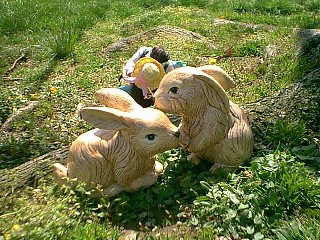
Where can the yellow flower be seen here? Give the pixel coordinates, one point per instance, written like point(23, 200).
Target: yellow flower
point(15, 227)
point(53, 90)
point(34, 96)
point(212, 61)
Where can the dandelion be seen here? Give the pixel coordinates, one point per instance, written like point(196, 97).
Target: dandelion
point(16, 227)
point(212, 61)
point(53, 90)
point(34, 96)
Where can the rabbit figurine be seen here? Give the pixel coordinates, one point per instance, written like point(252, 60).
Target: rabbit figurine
point(212, 127)
point(119, 154)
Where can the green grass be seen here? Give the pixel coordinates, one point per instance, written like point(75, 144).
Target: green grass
point(274, 195)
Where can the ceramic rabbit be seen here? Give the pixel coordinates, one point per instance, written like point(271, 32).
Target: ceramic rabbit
point(119, 154)
point(212, 127)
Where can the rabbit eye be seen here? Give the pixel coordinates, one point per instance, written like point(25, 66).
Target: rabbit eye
point(173, 89)
point(151, 137)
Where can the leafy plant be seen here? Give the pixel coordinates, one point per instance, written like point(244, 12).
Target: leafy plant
point(249, 203)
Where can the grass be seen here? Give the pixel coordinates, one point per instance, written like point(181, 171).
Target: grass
point(273, 196)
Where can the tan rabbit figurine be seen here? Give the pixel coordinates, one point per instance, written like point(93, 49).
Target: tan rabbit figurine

### What this task involves
Render all the items above as a numbered list of their lines, skipping any blank lines and leaving the pictures out.

### Task answer
1. Where can the yellow flower be seen here? Give the pixel coordinates, one point per instance, written like point(23, 200).
2. Target: yellow flower
3. point(15, 227)
4. point(53, 90)
5. point(34, 96)
6. point(212, 61)
7. Where can the dandelion be seen here? Give the pixel coordinates, one point per instance, written like point(196, 97).
8. Target: dandelion
9. point(16, 227)
10. point(212, 61)
11. point(53, 90)
12. point(34, 96)
13. Where can the rabbit figurine be seen here? Give the pixel coordinates, one point per instance, written like point(252, 60).
14. Target: rabbit figurine
15. point(212, 127)
16. point(119, 154)
17. Where can the green grass be seen here? Give the pixel coordinates, one point per instance, written like point(75, 144).
18. Target: green grass
19. point(274, 195)
20. Where can the ceramic rabbit be seen here? Give the pixel coordinates, one point per instance, written like point(271, 32).
21. Target: ceramic rabbit
22. point(119, 154)
23. point(212, 127)
24. Where can the rabbit eye be seen here? Give the pixel coordinates, one point per instance, written like point(25, 66).
25. Target: rabbit eye
26. point(173, 89)
27. point(151, 137)
28. Where can the leafy plant be seen here? Give the pixel coordinates, one point per instance, written like point(244, 12).
29. Target: leafy plant
30. point(249, 203)
31. Where can the grass be seen here? Give the pixel coordinates, one point per instance, written like point(181, 171).
32. Target: grass
33. point(273, 196)
34. Where can the tan rabbit figurine be seen here? Give the pixel coordinates, one point per instance, written like point(93, 49).
35. Target: tan rabbit figurine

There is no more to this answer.